- Suas tarefas:
**A.** Liste todos os autores citados no trecho sobre a burguesia nacional, com os anos de publicação indicados para cada um.
**B.** Dê prosseguimento ao trecho sobre a burguesia nacional, começando logo após a última frase apresentada.

Entretanto, o próprio Jaguaribe (1958) apontava os limites da burguesia industrial em intervir na realidade brasileira para efetivar o projeto nacionalista. O intelectual carioca preocupava-se com a incapacidade de a classe tomar consciência de seu papel, e com sua consequente impossibilidade de colocar-se na liderança.

Ao discutir essa limitação de organizar e agir na defesa da modernização por meio do desenvolvimento econômico, Jaguaribe (1958) sustentava que o papel do Iseb seria justamente o de produzir condições para a tomada de consciência da burguesia por meio de uma política ideológica forjada pelos intelectuais. Em outras palavras, a burguesia nacional precisava ser educada pelo pensamento intelectual, sendo este o papel principal do Iseb: formar sua consciência. Após essa tomada de consciência, a burguesia nacional se tornaria capaz de assumir seu papel de liderança histórica, procurando esclarecer as outras classes no sentido de unificar seus setores progressistas em torno da modernização (TOLEDO, 1982).

Em suma, a aliança da burguesia industrial com o proletariado era necessária para suplantar o poder tradicional, centrado nos latifundiários e na burguesia comercial. Esse novo poder atrairia para o centro forças militares e parte dos intelectuais, ligados ao nacionalismo.

Esse projeto de poder centrado na liderança dos industriais brasileiros aproxima-se da visão de Roberto Simonsen (1973,2010), ao destacar o papel que cabia ao desenvolvimento industrial como via para a emancipação do país. Ao mesmo tempo, suas análises evidenciam

a preocupação dos dois autores com a incompletude da burguesia nacional como classe, incapaz de prescindir do Estado como promovedor e planejador da industrialização brasileira. Simonsen (1973) e Jaguaribe (1958) reconhecem também essa incompletude não apenas no plano da consciência de classe e na necessidade de promover um projeto nacionalista com base num Estado forte que promovesse a organização racionalista a qual, por sua vez, valorizasse a funcionalidade e o tecnicismo, mas também pela incapacidade de a incipiente burguesia nacional dispor de capitais para desenvolver um processo de industrialização autônomo. Se Simonsen (1973;2010), na década de 1930, já colocava a necessidade da inversão externa na indústria, Jaguaribe (1958) o faria num contexto em que seria duramente criticado por colegas do Iseb, os quais o jogaram para o lado dos “entreguistas”, aliado ao imperialismo, em contraposição aos nacionalistas.

- Dados registrados:
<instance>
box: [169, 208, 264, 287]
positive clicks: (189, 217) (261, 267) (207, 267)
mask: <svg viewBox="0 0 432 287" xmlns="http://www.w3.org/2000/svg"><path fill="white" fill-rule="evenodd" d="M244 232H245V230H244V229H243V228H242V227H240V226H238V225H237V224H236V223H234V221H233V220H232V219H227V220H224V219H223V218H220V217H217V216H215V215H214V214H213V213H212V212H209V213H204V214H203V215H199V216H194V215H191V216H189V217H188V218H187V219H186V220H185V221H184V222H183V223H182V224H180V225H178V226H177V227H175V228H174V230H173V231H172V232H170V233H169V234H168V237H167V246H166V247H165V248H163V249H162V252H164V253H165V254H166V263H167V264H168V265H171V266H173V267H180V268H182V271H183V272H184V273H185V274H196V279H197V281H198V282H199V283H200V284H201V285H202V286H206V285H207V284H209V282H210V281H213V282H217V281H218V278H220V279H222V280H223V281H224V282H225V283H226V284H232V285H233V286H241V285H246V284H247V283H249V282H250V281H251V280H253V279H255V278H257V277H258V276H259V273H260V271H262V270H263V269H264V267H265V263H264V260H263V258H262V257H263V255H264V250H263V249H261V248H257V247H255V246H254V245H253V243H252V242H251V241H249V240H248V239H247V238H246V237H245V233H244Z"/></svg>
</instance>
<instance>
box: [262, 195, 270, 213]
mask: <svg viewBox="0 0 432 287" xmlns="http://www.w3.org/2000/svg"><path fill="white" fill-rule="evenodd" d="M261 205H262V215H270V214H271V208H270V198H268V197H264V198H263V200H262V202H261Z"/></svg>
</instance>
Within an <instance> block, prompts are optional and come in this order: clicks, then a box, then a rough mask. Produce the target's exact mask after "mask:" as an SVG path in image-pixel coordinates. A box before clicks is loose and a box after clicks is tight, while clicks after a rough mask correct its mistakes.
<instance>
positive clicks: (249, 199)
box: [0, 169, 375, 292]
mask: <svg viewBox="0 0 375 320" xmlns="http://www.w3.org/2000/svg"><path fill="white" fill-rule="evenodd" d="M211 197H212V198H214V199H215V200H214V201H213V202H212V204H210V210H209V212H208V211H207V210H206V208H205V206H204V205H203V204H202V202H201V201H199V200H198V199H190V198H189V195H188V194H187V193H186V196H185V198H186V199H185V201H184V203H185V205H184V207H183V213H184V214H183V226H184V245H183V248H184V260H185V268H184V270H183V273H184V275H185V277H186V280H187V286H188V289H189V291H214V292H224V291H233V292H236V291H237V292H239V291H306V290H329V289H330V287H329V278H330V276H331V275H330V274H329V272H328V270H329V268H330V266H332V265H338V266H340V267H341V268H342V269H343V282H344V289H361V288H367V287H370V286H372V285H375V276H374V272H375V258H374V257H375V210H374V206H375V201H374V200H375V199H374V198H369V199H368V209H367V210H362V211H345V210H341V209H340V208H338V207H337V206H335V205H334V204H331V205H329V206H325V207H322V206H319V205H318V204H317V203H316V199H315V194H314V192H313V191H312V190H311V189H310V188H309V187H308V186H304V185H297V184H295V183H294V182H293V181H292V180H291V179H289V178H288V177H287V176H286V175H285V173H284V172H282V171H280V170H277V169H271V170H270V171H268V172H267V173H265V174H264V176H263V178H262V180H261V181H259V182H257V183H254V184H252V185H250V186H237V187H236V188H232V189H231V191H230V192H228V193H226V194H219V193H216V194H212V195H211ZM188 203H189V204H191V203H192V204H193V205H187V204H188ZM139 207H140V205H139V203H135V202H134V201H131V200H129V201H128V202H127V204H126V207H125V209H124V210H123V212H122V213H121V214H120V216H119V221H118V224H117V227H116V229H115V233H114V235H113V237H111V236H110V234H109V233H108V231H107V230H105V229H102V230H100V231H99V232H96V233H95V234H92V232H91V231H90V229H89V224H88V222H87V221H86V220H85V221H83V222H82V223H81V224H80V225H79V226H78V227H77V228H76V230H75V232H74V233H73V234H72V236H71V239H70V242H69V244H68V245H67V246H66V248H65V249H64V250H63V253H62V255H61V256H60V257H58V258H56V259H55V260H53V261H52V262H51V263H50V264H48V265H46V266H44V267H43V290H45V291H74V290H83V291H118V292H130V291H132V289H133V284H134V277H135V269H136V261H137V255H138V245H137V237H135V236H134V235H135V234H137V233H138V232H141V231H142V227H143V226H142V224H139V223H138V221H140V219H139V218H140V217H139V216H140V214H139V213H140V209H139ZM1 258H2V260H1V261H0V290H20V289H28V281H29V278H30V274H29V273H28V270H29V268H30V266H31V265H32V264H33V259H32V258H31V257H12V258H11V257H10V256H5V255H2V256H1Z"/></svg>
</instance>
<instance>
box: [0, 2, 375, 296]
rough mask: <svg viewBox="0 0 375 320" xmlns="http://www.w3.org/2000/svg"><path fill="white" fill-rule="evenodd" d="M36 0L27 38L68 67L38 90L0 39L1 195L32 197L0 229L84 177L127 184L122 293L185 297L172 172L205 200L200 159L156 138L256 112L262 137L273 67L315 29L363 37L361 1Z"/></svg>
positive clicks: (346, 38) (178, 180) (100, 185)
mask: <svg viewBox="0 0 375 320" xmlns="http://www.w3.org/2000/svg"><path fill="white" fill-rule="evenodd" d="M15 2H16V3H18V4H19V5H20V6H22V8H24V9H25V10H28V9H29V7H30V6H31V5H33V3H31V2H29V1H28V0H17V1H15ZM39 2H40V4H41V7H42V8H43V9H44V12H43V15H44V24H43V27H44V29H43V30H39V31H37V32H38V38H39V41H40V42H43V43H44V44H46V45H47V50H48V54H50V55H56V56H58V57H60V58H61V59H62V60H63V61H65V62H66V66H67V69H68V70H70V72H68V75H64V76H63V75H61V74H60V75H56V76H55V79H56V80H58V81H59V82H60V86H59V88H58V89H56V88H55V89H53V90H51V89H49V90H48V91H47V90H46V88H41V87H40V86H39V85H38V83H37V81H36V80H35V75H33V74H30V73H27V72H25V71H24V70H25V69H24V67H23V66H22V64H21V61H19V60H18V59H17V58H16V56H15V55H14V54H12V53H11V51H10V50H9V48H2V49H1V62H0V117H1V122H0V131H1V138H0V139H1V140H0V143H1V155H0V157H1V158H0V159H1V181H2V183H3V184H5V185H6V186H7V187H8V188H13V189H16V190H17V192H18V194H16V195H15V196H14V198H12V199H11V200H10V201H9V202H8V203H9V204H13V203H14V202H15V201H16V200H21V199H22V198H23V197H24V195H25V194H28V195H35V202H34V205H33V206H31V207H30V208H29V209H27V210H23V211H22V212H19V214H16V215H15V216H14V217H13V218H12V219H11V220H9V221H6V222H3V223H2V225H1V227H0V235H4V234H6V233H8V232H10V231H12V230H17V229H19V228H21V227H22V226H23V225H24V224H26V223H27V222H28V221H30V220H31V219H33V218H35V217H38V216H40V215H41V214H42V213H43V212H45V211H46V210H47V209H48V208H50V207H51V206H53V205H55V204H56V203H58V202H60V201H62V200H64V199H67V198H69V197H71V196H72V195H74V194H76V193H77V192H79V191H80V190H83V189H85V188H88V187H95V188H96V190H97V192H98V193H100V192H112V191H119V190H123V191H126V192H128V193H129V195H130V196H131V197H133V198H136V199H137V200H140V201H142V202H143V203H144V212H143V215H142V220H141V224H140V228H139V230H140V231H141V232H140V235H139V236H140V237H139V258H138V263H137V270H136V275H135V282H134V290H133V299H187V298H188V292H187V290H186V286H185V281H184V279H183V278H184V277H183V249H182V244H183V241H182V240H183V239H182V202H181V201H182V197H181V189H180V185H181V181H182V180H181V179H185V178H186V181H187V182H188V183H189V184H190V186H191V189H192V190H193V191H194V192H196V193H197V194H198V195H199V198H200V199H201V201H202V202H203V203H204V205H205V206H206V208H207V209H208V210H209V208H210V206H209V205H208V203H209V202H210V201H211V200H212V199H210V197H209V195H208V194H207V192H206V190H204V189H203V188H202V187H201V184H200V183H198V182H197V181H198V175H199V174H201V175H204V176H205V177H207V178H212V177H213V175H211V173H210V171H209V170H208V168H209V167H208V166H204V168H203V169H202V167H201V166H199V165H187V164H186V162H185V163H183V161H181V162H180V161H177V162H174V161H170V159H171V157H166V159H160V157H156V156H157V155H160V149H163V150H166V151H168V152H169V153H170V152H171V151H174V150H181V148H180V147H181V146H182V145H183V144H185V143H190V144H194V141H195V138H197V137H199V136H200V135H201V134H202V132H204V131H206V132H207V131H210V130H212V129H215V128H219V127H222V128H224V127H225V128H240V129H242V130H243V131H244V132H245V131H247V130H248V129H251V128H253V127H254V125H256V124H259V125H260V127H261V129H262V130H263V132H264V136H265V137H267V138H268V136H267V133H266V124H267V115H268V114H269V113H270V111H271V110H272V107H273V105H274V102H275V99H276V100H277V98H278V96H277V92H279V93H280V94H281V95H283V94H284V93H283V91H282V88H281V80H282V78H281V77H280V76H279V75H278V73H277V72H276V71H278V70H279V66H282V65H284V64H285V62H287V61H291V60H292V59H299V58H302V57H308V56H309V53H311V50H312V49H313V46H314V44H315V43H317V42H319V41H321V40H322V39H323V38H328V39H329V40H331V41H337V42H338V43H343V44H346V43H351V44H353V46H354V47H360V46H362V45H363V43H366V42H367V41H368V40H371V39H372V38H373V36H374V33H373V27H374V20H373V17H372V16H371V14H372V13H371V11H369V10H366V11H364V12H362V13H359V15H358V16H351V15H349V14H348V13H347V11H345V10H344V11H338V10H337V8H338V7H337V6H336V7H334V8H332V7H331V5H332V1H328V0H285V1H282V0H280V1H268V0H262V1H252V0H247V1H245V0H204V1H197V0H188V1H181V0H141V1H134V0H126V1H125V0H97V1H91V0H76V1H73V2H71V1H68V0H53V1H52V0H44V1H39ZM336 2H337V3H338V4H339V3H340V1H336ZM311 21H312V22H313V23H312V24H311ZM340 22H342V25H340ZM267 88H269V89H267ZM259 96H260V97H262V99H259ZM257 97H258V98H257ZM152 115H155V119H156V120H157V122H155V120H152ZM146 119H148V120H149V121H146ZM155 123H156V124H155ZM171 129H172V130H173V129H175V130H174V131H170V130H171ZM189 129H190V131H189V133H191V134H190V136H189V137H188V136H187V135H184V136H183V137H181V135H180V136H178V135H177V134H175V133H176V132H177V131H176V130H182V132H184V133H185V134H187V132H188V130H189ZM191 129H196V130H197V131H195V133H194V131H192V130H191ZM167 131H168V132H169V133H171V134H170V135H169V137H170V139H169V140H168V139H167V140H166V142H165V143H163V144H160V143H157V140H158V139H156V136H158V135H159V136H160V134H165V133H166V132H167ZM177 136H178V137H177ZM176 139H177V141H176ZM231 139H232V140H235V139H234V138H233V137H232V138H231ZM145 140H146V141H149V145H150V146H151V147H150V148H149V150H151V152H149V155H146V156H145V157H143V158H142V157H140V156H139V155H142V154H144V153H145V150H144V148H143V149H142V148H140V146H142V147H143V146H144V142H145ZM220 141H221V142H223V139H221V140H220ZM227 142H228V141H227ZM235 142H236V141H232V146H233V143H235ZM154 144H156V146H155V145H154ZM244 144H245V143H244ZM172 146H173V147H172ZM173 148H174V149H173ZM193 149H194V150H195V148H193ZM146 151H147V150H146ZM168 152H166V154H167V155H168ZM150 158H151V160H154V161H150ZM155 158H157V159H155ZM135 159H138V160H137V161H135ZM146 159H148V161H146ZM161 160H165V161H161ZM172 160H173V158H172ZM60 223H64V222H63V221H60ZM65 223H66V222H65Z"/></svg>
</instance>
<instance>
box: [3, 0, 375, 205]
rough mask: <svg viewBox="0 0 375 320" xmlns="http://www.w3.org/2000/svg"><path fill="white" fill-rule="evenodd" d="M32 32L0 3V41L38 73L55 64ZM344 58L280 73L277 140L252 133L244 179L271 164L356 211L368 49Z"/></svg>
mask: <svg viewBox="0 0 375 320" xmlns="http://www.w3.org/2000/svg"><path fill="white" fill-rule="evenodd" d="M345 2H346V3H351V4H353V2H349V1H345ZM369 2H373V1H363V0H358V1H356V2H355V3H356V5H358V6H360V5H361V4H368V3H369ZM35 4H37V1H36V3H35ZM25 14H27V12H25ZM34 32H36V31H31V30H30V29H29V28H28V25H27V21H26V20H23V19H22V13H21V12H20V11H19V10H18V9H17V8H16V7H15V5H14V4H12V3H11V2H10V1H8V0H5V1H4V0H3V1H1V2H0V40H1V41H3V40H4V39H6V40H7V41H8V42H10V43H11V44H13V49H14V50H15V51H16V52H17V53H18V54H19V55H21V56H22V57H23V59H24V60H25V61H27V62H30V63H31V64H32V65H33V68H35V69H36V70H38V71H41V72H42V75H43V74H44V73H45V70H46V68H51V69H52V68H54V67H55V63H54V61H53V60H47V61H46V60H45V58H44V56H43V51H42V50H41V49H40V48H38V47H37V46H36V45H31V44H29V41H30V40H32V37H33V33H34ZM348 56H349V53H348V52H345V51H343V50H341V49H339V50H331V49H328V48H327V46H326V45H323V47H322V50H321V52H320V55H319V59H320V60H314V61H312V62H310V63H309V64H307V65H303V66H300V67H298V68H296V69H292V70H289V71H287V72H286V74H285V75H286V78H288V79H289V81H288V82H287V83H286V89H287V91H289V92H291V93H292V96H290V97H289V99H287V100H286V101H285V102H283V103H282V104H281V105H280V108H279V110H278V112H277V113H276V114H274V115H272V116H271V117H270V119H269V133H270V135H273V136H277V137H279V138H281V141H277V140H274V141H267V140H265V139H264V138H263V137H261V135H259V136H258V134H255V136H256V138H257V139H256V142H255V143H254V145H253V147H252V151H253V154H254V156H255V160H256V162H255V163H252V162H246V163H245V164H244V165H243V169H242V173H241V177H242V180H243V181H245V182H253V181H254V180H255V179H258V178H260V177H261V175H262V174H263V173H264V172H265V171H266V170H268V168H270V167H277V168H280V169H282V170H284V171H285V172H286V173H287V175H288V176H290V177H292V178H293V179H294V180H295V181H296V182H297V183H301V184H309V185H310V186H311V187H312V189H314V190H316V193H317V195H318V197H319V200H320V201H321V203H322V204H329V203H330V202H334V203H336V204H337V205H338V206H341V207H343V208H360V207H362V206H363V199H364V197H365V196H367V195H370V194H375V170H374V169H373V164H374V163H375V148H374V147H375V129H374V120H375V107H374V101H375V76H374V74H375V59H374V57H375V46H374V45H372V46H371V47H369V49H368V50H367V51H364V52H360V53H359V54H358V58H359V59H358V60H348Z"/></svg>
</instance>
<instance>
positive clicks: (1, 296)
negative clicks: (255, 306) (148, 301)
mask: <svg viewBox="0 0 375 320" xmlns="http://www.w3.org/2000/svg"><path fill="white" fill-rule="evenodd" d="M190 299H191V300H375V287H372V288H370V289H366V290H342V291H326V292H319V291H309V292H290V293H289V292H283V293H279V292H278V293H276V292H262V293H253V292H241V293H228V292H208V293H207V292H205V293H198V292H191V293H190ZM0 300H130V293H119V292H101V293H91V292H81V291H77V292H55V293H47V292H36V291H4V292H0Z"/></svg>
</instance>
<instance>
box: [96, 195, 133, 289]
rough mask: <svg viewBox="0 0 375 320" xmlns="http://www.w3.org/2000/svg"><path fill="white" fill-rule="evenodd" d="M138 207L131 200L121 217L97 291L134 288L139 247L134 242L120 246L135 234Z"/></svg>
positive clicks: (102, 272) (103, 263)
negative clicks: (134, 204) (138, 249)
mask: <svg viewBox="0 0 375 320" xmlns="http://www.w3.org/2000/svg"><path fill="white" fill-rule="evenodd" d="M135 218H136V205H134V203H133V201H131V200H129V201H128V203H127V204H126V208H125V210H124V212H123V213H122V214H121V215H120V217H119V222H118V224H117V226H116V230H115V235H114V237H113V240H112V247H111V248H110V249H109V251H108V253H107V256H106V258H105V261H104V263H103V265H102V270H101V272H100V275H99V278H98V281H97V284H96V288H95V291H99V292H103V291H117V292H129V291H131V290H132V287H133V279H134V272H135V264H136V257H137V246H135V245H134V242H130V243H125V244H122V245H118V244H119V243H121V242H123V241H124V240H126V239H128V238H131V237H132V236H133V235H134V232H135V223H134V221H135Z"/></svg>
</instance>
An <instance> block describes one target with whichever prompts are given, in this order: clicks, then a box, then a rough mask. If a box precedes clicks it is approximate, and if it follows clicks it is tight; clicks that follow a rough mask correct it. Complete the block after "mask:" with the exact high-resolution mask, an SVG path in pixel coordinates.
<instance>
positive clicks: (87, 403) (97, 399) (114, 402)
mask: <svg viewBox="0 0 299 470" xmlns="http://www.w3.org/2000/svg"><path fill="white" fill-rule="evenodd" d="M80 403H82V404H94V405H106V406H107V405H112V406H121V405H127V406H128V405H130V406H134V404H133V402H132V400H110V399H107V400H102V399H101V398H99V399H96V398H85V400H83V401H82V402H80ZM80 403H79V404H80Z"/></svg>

- Respostas esperadas:
**A.** Jaguaribe (1958); Toledo (1982); Roberto Simonsen (1973, 2010)

**B.**
As interpretações sobre a questão nacional formuladas por Simonsen (1973) e pelo Iseb, mais precisamente na figura de Jaguaribe (1958), denotam a tentativa de criar marcos teóricos que fundamentassem as especificidades do desenvolvimento do capitalismo no Brasil. A interpretação do Iseb projetava na burguesia industrial o setor capaz de transformar a realidade nacional, promovendo o desenvolvimento econômico e a modernização brasileira que libertariam o país de suas raízes coloniais. Concomitantemente, essa visão negava, bem como a de Simonsen (1973), a formulação clássica de desenvolvimento do capitalismo à semelhança do que ocorrera nos países desenvolvidos. Não à toa, Simonsen (1973,2010) e Jaguaribe (1958) descartavam, em última instância, a revolução nacional como condição para a fundação de uma sociedade capitalista. Para eles, o próprio desenvolvimento do capitalismo no país apresentava-se como uma ruptura histórica com a condição colonial do Brasil, uma vez que garantiria ao país a formação de um capitalismo autônomo a partir de um Estado nacional que desmontasse o “Estado cartorial” então existente (JAGUARIBE, 1950).

Além disso, a responsabilidade histórica atribuída ao empresariado industrial no processo de modernização do país não omitia os limites que do setor no sentido de realizar a industrialização nacional, indicando a necessidade da presença do capital estrangeiro e de um Estado com alto grau de intervenção econômica. Ou seja, não haveria espaço, no Brasil, para a constituição de um Estado nação a partir de uma revolução nacional nos moldes daquelas vividas no hemisfério Norte, dadas as diferenças históricas entre os países.